* **Extrait du texte**
* * * * * * *

Le 1er août 2024, l’organisation internationale de défense des droits humains qui milite, entre autres, pour la libération des prisonniers d’opinion, le droit à la liberté d’expression, l’abolition de la torture, a rendu public un rapport qui détaille « les conditions de détention inhumaines » des prisonniers au Bénin. Au rang des abus recensés, la surpopulation carcérale qui fait des victimes dans le rang des personnes incarcérées.
« Les autorités béninoises doivent prendre des mesures immédiates et efficaces pour respecter leurs obligations internationales en matière de droits humains afin d’améliorer les conditions de détention ». C’est l’une des recommandations sur lesquelles s’ouvre le rapport d’Amnesty International datant du 1er août 2024. L’organisation en est arrivée à cette conclusion à cause de nombreuses remarques faites dans les onze prisons du Bénin visitées par ses enquêteurs.
D’après les informations recueillies et publiées, les conditions de détention restent « inhumaines et inacceptables » puisqu’elles ne sont pas conformes aux Règles Nelson Mandela. Aussi, Samira Daoud, directrice régionale d’Amnesty International pour l’Afrique de l’Ouest et l’Afrique centrale, mentionne-t-elle : « Les autorités béninoises doivent respecter leurs obligations internationales en matière de droits humains et se conformer aux Règles Nelson Mandela des Nations unies en remédiant de toute urgence à la surpopulation carcérale et en améliorant ’accès aux soins de santé et à l’eau potable ».
En 2023, selon le directeur de l’Agence Pénitentiaire du Bénin, le Bénin comptait 18 170 détenus répartis dans les onze prisons du territoire national. Mais chacun de ces pénitenciers, révèle Amnesty International, serait si surpeuplé que les pensionnaires, dans leur grande majorité, dormiraient « sur le sol, sur le côté, sans possibilité de se retourner ». Dans d’autres cas, « un seul matelas individuel peut être occupé par trois ou quatre personnes ».

* * * * * * *

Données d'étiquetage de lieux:
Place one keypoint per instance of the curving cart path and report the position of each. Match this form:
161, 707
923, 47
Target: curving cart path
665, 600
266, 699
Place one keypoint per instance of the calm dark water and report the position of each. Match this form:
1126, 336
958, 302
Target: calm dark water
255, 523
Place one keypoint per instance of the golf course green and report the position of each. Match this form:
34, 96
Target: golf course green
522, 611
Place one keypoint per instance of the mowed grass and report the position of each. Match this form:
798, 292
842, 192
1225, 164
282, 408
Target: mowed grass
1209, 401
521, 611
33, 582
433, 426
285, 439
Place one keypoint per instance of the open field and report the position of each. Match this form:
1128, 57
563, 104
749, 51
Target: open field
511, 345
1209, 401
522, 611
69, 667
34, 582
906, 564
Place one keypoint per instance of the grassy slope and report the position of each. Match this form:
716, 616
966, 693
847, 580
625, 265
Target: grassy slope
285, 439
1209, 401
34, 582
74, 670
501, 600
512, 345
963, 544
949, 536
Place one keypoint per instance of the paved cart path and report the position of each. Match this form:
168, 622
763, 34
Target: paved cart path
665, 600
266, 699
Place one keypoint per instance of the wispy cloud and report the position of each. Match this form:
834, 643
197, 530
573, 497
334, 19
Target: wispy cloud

* * * * * * *

* **Consigne A**
Selon l'article sur les prisons du Bénin, pour quelle raison les conditions de détention sont-elles jugées « inhumaines et inacceptables » ? Répondez en une ou deux phrases.
* **Consigne B**
Traduisez en anglais cette phrase de l'article sur les prisons du Bénin : « En 2023, selon le directeur de l’Agence Pénitentiaire du Bénin, le Bénin comptait 18 170 détenus répartis dans les onze prisons du territoire national. »
* **Consigne C**
Poursuivez l'article sur les conditions de détention au Bénin à la suite de sa dernière phrase.

* **Réponse attendue A**
Elles sont jugées ainsi parce qu'elles ne sont pas conformes aux Règles Nelson Mandela.

* **Réponse attendue B**
In 2023, according to the director of the Benin Penitentiary Agency, Benin had 18,170 inmates distributed across the eleven prisons in the country.

* **Réponse attendue C**
A titre illustratif, le rapport mentionne le cas des prisons de Porto-Novo, de Missérété, de Cotonou, etc. Ne disposant que d’un millier de places, la prison de Missérété, en 2023, abritait 3 742 détenus, « soit près de quatre fois sa capacité ». Pour 250 places, celle de Porto-Novo hébergerait six fois plus de personnes, soit 1 554 détenus. La prison de Cotonou ne dérogerait nullement à cette règle puisqu’elle comptait 1 595 personnes incarcérées au lieu des 700 réglementaires à en croire le rapport d’Amnesty International qui ajoute que « les bâtiments partagés par des centaines de détenu.e.s n’ont que d’étroites ouvertures qui ne permettent pas une aération suffisante », « la plupart des prisons … visitées » par l’équipe de l’organisation internationale n’étant « pas équipées de ventilateurs, malgré la chaleur excessive ».
Quid des conséquences de ces effectifs pléthoriques ?
L’entassement de prisonniers dans les pénitenciers a des conséquences sur les victimes. A en croire les 500 détenus interrogés, entre le 19 juin et le 21 juillet 2023, par Amnesty International au Bénin, les vagues de chaleur seraient si intenses que beaucoup d’entre eux auraient fait le choix des moyens de bord. « Nous achetons de la glace et nous nous passons l’eau fraîche sur le corps », a déclaré une détenue de la prison de Porto-Novo. Dans cette prison, Amnesty International dit avoir « constaté la présence de ventilateurs non fonctionnels, dont certains tournaient au ralenti, sans aucun effet sur la chaleur ressentie dans les bâtiments ». La majorité des cellules se sont pas bien aérées.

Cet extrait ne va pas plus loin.